= Stated exercise a =
Rewrite the stretch of the records from their start through the line containing "[[94, 157], [114, 156], [114, 145], [94, 145]]", both ends included, keeping the requests and multiplying every vertex coordinate in the answers by 0.7, rounded to whole numbers with halves going up. Leave the pictures out.

= Text to read =
[start]

That depends, Do you like christmas cheer or not?

Mine should be there on Saturday or Monday


----------



## Z.Kramer (Jul 2, 2009)

Incoming. Should be there in three business days. 

I usually don't send something I haven't tried but I have made an exception. I found some tins of Peterson Irish Oak in my B&M, but they were labeled differently, and had rust on the outside of tins... so I bought myself one, and one to send to you. I wouldn't be surprised if they already have quite a bit of age on them. I cracked mine open and they seal were fine and there was no mold or drying out of the tobacco.


----------



## commonsenseman (Apr 18, 2008)

Z.Kramer said:


> Incoming. Should be there in three business days.
> 
> I usually don't send something I haven't tried but I have made an exception. I found some tins of Peterson Irish Oak in my B&M, but they were labeled differently, and had rust on the outside of tins... so I bought myself one, and one to send to you. I wouldn't be surprised if they already have quite a bit of age on them. I cracked mine open and they seal were fine and there was no mold or drying out of the tobacco.


Hmm...interesting choice, a very non-traditional Vaper it seems, & aged as well, excellent! I am a big fan of Vapers & Burpers, so I'm excited to try it!

[end]

[Segmentation labeling items]

[start]

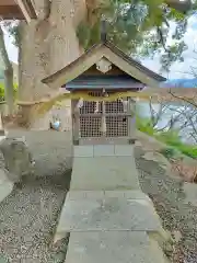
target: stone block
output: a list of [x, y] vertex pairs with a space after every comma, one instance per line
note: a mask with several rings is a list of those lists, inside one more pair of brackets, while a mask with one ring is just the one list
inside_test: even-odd
[[73, 199], [70, 195], [61, 211], [58, 235], [70, 231], [160, 231], [162, 228], [149, 201], [100, 195]]
[[79, 157], [93, 157], [94, 151], [93, 151], [93, 146], [74, 146], [73, 149], [73, 156], [79, 158]]
[[93, 262], [164, 263], [165, 261], [160, 250], [152, 250], [144, 231], [71, 232], [66, 263]]
[[94, 157], [114, 156], [114, 145], [94, 145]]

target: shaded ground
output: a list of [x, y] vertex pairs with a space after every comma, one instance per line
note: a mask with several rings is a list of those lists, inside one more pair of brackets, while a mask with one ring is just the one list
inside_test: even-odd
[[184, 204], [185, 194], [179, 179], [165, 174], [157, 162], [144, 160], [141, 148], [137, 148], [135, 153], [142, 191], [152, 198], [164, 228], [182, 233], [173, 262], [196, 263], [197, 207]]
[[[21, 132], [12, 132], [10, 136]], [[0, 204], [0, 252], [14, 263], [62, 263], [67, 240], [54, 247], [62, 202], [69, 188], [72, 148], [69, 133], [32, 132], [25, 134], [36, 160], [36, 172]], [[179, 259], [174, 262], [197, 262], [197, 208], [184, 205], [182, 182], [165, 174], [157, 162], [142, 158], [137, 147], [136, 161], [142, 190], [153, 199], [163, 225], [179, 230]], [[181, 259], [182, 258], [182, 259]], [[190, 259], [189, 259], [190, 258]]]

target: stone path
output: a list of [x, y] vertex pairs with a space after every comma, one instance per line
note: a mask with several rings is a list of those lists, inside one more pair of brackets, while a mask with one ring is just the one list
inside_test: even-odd
[[130, 145], [74, 147], [55, 242], [69, 233], [66, 263], [167, 262], [162, 244], [170, 237], [140, 190]]

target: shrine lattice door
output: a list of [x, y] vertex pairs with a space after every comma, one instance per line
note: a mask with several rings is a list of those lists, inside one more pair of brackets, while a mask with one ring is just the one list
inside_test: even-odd
[[[91, 92], [101, 95], [101, 92]], [[128, 100], [128, 99], [127, 99]], [[83, 102], [80, 108], [80, 138], [117, 138], [129, 136], [129, 103], [127, 108], [120, 100], [112, 102]], [[105, 116], [106, 133], [102, 132], [102, 116]]]

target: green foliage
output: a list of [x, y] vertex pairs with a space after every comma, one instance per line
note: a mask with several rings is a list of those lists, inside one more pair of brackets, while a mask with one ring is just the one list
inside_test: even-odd
[[[192, 14], [192, 11], [183, 14], [169, 8], [164, 0], [106, 0], [89, 12], [89, 20], [79, 25], [77, 34], [85, 49], [100, 42], [100, 24], [104, 15], [111, 42], [128, 55], [141, 58], [153, 57], [159, 52], [162, 69], [169, 71], [174, 61], [183, 61], [182, 54], [187, 48], [184, 34]], [[169, 46], [170, 22], [175, 22], [176, 27]]]
[[197, 159], [197, 146], [192, 146], [182, 142], [178, 130], [167, 130], [159, 133], [149, 118], [137, 117], [137, 128], [150, 136], [155, 137], [158, 140], [166, 144], [170, 148], [165, 148], [161, 151], [166, 158], [172, 158], [177, 151], [182, 152], [185, 156]]
[[172, 159], [176, 156], [176, 150], [172, 147], [163, 148], [160, 150], [160, 153], [162, 153], [165, 158]]
[[167, 130], [167, 132], [158, 133], [155, 137], [161, 141], [174, 147], [178, 146], [181, 142], [177, 130]]
[[155, 129], [153, 128], [150, 119], [148, 118], [137, 117], [136, 125], [137, 125], [137, 128], [144, 134], [148, 134], [150, 136], [153, 136], [155, 134]]
[[[14, 96], [18, 93], [18, 84], [14, 83]], [[0, 82], [0, 102], [4, 101], [4, 83]]]

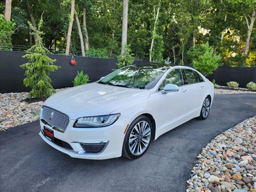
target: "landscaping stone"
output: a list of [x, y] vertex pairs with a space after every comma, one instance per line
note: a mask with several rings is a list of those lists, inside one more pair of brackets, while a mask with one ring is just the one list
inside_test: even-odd
[[251, 128], [256, 126], [255, 116], [216, 136], [203, 148], [187, 181], [196, 182], [196, 187], [188, 186], [189, 191], [256, 192], [256, 131]]
[[[58, 92], [64, 89], [59, 89]], [[0, 131], [39, 119], [42, 101], [22, 101], [28, 93], [0, 94]]]
[[[222, 89], [221, 88], [223, 88]], [[224, 89], [228, 88], [228, 87], [226, 86], [219, 86], [219, 88], [214, 89], [214, 94], [217, 95], [223, 95], [225, 94], [256, 94], [255, 91], [250, 91], [249, 89], [246, 88], [239, 88], [236, 90]], [[256, 127], [255, 127], [256, 129]]]

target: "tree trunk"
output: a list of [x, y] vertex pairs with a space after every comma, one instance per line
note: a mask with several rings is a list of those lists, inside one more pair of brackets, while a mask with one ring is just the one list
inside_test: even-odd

[end]

= Stated exercise b =
Reproduce the stretch of the tobacco forum thread from "## commonsenseman (Apr" through "excited to try it!" without changing a word.

= Written answer a =
target: stone block
output: a list of [x, y] vertex pairs with a space after every comma, one instance per line
note: a mask with several rings is a list of those lists, inside one more pair of brackets, while a mask with one ring is just the one list
inside_test: even-odd
[[51, 139], [49, 137], [43, 148], [41, 165], [49, 162], [112, 162], [113, 160], [104, 141], [70, 137]]
[[55, 110], [65, 110], [66, 106], [65, 106], [65, 102], [52, 102], [51, 104], [51, 109], [55, 111]]
[[65, 183], [115, 184], [116, 183], [112, 175], [106, 175], [101, 162], [50, 162], [46, 184]]
[[66, 110], [80, 109], [80, 102], [66, 102]]

= Written answer b =
## commonsenseman (Apr 18, 2008)

Z.Kramer said:


> Incoming. Should be there in three business days.
> 
> I usually don't send something I haven't tried but I have made an exception. I found some tins of Peterson Irish Oak in my B&M, but they were labeled differently, and had rust on the outside of tins... so I bought myself one, and one to send to you. I wouldn't be surprised if they already have quite a bit of age on them. I cracked mine open and they seal were fine and there was no mold or drying out of the tobacco.


Hmm...interesting choice, a very non-traditional Vaper it seems, & aged as well, excellent! I am a big fan of Vapers & Burpers, so I'm excited to try it!